_Exercise A_
Duplicate each of the rows that follow the passage on Proposition 48 without any change, omitting the pictures from your answer.

_Text provided_
::::::::
Many college sports officials fought fiercely against the passing of the rule, arguing that standardized tests inherently were culturally biased and would punish minority athletes.
The Black Coaches Association contended that Proposition 48 is racist, penalizing those who attend inferior high schools. Other arguments claimed the SAT is culturally biased against blacks and that the propositions would shut minority athletes out of college sports.
USA Today reported on Jan. 10, 1995, that, in 1993-94, 55 percent of the athletes who fell short of the standards were black. The Jan. 22, 1989, issue of the Washington Post reported that the College Board, in 1988, found that whites, on average, scored 200 points higher than blacks on the SAT. The Chronicle of Higher Education reported in its July 7, 1993, issue that 600 fewer black athletes enrolled in Division I schools in 1986 than in each of the three previous years.
ASU cornerback Courtney Hysaw is on scholarship as a partial qualifier. Even though his high school GPA was 2.6, his ACT score was two points under the standard, he said.
"It's messed up," he said. "If you have the GPA it shouldn't matter about what you test."
Hysaw, who is black, said he felt the test was biased in the English and reading sections. "They word things the way a white person would say it," he added.
::::::::
_Exercise B_
Set down, word for word, the portion of the passage on Proposition 48 that begins at the words "The Black Coaches" and stops after "three previous years.".
::::::::
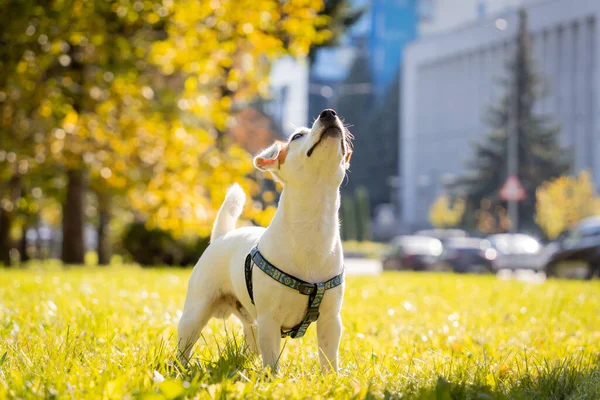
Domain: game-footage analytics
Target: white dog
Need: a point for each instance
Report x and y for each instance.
(302, 241)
::::::::
_Exercise response A_
Domain: game-footage analytics
Target: white dog
Need: a point for each instance
Report x and y for each instance.
(302, 241)

_Exercise response B_
The Black Coaches Association contended that Proposition 48 is racist, penalizing those who attend inferior high schools. Other arguments claimed the SAT is culturally biased against blacks and that the propositions would shut minority athletes out of college sports.
USA Today reported on Jan. 10, 1995, that, in 1993-94, 55 percent of the athletes who fell short of the standards were black. The Jan. 22, 1989, issue of the Washington Post reported that the College Board, in 1988, found that whites, on average, scored 200 points higher than blacks on the SAT. The Chronicle of Higher Education reported in its July 7, 1993, issue that 600 fewer black athletes enrolled in Division I schools in 1986 than in each of the three previous years.